= Data provided =
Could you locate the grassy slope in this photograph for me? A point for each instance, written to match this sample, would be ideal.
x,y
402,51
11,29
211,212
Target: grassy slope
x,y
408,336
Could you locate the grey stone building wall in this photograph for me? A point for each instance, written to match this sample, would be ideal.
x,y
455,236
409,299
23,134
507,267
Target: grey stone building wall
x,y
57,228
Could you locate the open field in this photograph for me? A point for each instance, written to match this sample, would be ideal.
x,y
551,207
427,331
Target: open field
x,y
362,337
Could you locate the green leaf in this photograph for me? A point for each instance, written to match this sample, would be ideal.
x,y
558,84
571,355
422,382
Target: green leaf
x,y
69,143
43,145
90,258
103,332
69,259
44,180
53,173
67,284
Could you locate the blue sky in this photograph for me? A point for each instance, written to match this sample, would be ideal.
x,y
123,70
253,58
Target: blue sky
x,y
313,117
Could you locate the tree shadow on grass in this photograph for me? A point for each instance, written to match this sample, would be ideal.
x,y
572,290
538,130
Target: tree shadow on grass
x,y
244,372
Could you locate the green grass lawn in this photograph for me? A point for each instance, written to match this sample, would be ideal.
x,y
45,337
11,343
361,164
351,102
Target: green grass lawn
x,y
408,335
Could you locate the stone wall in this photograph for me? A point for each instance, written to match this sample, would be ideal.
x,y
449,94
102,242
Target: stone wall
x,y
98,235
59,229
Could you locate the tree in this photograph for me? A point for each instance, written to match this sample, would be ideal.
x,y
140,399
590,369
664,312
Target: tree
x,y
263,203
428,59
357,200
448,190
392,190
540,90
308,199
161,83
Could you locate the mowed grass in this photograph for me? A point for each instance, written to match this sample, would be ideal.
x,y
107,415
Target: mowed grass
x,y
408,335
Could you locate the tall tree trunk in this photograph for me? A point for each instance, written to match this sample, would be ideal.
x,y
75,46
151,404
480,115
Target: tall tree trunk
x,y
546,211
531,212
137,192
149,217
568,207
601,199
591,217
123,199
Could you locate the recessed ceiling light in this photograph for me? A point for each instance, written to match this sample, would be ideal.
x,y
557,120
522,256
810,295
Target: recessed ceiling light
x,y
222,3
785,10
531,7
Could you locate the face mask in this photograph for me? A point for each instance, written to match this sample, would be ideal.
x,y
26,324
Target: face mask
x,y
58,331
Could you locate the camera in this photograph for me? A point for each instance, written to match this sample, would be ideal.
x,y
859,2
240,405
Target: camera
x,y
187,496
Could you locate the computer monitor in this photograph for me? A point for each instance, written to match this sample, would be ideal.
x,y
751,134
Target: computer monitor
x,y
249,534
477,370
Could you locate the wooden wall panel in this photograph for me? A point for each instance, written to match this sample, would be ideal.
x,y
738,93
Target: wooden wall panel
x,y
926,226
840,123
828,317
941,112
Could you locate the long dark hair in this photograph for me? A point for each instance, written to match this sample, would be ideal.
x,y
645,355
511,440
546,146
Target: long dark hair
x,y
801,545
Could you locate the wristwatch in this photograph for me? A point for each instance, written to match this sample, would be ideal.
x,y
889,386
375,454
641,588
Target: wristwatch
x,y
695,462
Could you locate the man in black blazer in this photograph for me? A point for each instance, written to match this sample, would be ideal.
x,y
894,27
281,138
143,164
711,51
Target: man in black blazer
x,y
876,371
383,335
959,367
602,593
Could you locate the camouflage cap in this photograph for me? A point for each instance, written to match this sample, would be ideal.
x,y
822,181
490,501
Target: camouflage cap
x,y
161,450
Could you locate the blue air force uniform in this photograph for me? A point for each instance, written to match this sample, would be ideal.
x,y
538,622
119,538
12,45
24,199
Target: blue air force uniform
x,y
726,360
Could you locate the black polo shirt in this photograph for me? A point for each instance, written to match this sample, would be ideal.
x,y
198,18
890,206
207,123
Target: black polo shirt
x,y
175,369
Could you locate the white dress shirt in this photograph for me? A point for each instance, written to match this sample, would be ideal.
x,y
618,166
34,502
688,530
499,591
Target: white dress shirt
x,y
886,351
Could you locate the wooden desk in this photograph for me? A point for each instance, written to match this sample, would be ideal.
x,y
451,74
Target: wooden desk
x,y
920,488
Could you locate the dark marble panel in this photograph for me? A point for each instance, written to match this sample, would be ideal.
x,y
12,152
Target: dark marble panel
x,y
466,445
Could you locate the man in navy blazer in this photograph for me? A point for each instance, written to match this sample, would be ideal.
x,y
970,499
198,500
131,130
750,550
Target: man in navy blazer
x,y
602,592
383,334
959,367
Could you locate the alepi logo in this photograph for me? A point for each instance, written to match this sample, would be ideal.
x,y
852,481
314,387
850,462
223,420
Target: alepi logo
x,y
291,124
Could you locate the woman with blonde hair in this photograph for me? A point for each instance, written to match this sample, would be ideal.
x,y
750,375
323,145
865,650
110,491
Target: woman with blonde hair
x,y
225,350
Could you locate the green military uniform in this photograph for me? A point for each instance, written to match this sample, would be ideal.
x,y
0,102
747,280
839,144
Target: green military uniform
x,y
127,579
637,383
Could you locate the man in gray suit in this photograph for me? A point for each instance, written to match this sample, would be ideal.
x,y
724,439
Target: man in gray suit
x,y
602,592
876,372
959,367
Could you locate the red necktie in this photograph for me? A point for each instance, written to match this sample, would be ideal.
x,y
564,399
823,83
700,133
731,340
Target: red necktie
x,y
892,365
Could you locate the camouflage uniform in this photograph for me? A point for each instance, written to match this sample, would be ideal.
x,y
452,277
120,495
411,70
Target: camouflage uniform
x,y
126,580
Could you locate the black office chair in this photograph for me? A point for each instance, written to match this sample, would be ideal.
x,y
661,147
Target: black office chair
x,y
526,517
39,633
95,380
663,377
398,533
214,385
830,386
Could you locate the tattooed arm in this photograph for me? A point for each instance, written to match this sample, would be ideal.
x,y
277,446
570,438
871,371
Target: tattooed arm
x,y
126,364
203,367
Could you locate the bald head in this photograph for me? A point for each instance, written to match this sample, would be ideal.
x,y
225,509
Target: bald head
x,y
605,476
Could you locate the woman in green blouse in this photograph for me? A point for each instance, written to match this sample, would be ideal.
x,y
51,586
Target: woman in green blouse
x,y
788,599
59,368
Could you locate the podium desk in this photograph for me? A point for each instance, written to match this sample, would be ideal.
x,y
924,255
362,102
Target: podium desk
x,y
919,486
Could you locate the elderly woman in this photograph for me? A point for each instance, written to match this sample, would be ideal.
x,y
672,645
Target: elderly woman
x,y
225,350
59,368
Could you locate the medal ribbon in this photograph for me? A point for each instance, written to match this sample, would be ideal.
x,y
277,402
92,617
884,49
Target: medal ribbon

= What you should do =
Return every record above exactly, line by line.

= Answer section =
Could you locate the grassy slope in this photograph for me? A point for each instance, written to match this sample, would be ideal.
x,y
402,51
11,29
211,212
Target: grassy slope
x,y
408,336
Could you locate the grey stone building wall in this photograph for me? A point for each instance, written to match this sample, would be ideal.
x,y
455,236
409,299
23,134
507,267
Target: grey stone building wall
x,y
57,228
Could you locate the open field in this photograph for me? A point for each instance, written to match this sample, would be ideal.
x,y
551,207
427,331
Target: open field
x,y
362,337
Could you locate the green leaf in this photograph for me? A point for each instance, written to match this sample, would be ideal.
x,y
558,84
571,355
422,382
Target: green leaf
x,y
69,143
43,145
90,258
103,332
69,259
44,180
53,173
67,284
Could you locate the blue sky in this photograph for me? A point for each instance, written to match this sample, would be ideal.
x,y
123,70
253,58
Target: blue sky
x,y
313,117
Could you locate the tree shadow on grass in this photograph for me? A point for each instance, written to match this sample, would be ideal.
x,y
572,290
538,130
Target: tree shadow on grass
x,y
244,372
Could you locate the green grass lawn in this photograph for me? A point for each instance, written to match this sample, would be ideal.
x,y
45,337
11,343
361,164
351,102
Target: green grass lawn
x,y
408,335
Could you locate the stone wall in this photograph for me? A point for each instance, written to match this sample, would be ideal.
x,y
449,94
102,242
Target: stone wall
x,y
98,235
59,229
Could you locate the tree in this photograph for me? A point for each instance, written to match this sample, would be ideal.
x,y
140,399
590,369
664,312
Target: tree
x,y
263,203
428,59
357,200
448,190
392,190
540,90
308,199
161,83
Could you locate the mowed grass in this photograph for me? A point for each instance, written to match this sample, would be ideal.
x,y
107,415
Target: mowed grass
x,y
408,335
Could you locate the tall tree trunk in this photograph for me? A point for each instance, written to match this sample, would be ideal.
x,y
75,46
151,404
480,115
Target: tall tree trunk
x,y
546,211
531,212
137,192
149,217
568,207
601,199
591,217
123,199
Could you locate the recessed ceiling light in this photograph for me? A point for each instance, written to match this sample, would be ideal.
x,y
557,120
522,256
810,295
Target: recessed ceiling light
x,y
222,3
785,10
531,7
Could you locate the face mask in this photograph for me? A point for each instance, written to match this sample, would be ideal.
x,y
26,324
Target: face mask
x,y
58,331
Could you locate the camera in this photograph for me? A point for each instance, written to match this sample, would be ideal.
x,y
859,2
240,405
Target: camera
x,y
187,496
Could you locate the computer monitor in this photograph for me? A point for each instance, written to match this sample, would be ideal.
x,y
751,134
Target: computer monitor
x,y
249,534
477,370
Could you locate the wooden wall panel in this photograph for me? A point for each instance, written to match this sample, would be ideal.
x,y
738,93
Target: wooden wall panel
x,y
926,226
840,123
828,317
941,112
Could you locate the long dark hair in this photograph for me? A point for each instance, written to match this sample, would be ideal.
x,y
645,355
511,440
546,146
Target: long dark hair
x,y
801,545
Could you locate the wristwatch in this photograph for me? A point for each instance, written to match this sample, would be ideal.
x,y
889,386
375,454
641,588
Target: wristwatch
x,y
695,462
Could you locate the man in black blazer in this photograph for me? A point for each instance, written to match this sample, would be ideal.
x,y
894,27
281,138
143,164
711,51
Target: man in black blazer
x,y
876,371
383,335
959,367
602,593
Could you locate the camouflage cap in this photograph for me? A point for each instance, written to match this sample, would be ideal.
x,y
822,181
490,501
Target: camouflage cap
x,y
161,450
Could you locate the blue air force uniform in this photograph for me? A point for each instance, written to match this sample, would be ideal.
x,y
538,622
119,538
12,45
24,199
Target: blue air force uniform
x,y
726,360
Could you locate the black polo shirt in this photograph for me? A point for each instance, written to match this sample, would be ideal.
x,y
198,18
890,206
207,123
Target: black polo shirt
x,y
175,369
Could you locate the white dress shirt in this photograph for me? A point for each instance, written to match this sample, would be ideal.
x,y
618,166
34,502
688,530
499,591
Target: white dress shirt
x,y
886,351
Could you locate the wooden desk in this photograph for me? A point for each instance, written to match this sample, would be ideal.
x,y
451,74
Target: wooden desk
x,y
920,488
Could you locate the dark marble panel in this photograph for me? A point for each instance, written to match this sample, would be ideal.
x,y
12,152
Target: dark marble panel
x,y
466,445
Could you locate the man in navy blazer in this photograph for me? A point for each instance, written to match this sample, would be ideal.
x,y
970,499
198,500
131,130
750,550
Target: man in navy blazer
x,y
602,592
383,334
959,367
Could you locate the alepi logo in this photograph for me? A point for each instance, written to match this sample, would be ideal.
x,y
852,481
314,387
850,462
223,420
Target: alepi logo
x,y
291,124
Could you locate the woman with blonde hair in this photograph for me? A point for each instance, written to match this sample, would be ideal.
x,y
750,375
323,145
865,650
110,491
Target: woman with blonde hair
x,y
225,350
Could you locate the green military uniform in this photograph for me? A point for each instance, written to match this sample, would be ideal.
x,y
0,102
747,280
839,144
Target: green military uniform
x,y
127,579
637,383
Could you locate the man in gray suit in this photograph for me? A point for each instance, written to match this sample, would be ideal.
x,y
724,439
Target: man in gray suit
x,y
602,592
876,372
959,367
Could you locate the red necktie in this photograph for me? A point for each instance, written to match this sample, would be ideal.
x,y
564,399
823,83
700,133
731,340
Target: red necktie
x,y
892,365
Could you locate the camouflage uniform in this photograph for me? A point for each instance, written to match this sample, would be ideal.
x,y
452,277
120,495
411,70
Target: camouflage uniform
x,y
126,580
Could you locate the black office chair in this photograph for me? A point for each instance, written to match this sample, would be ideal.
x,y
661,147
Target: black office chair
x,y
526,517
39,633
95,380
663,377
398,533
214,385
830,386
Could you locate the tattooed arm in this photograph for me? A point for each instance, written to match this sample, would be ideal.
x,y
277,446
570,438
871,371
Target: tattooed arm
x,y
126,364
203,367
Could you locate the bald head in this photograph for me? A point for each instance, written to match this sample, would be ideal.
x,y
225,509
Target: bald head
x,y
605,476
Could you locate the woman in green blouse in this photograph for me? A point for each instance, written to match this sample, would be ideal.
x,y
51,586
Target: woman in green blouse
x,y
788,599
59,368
Could you locate the podium desk in this photograph for me? A point for each instance, written to match this sample, would be ideal.
x,y
924,255
362,102
Target: podium desk
x,y
919,486
Could you locate the elderly woman in this photograph for me? A point for each instance, written to match this sample, would be ideal.
x,y
672,645
Target: elderly woman
x,y
225,350
59,368
Could you locate the medal ribbon in this photograph for me? A point for each instance, written to match this sample, would be ideal.
x,y
277,402
92,617
884,49
Target: medal ribbon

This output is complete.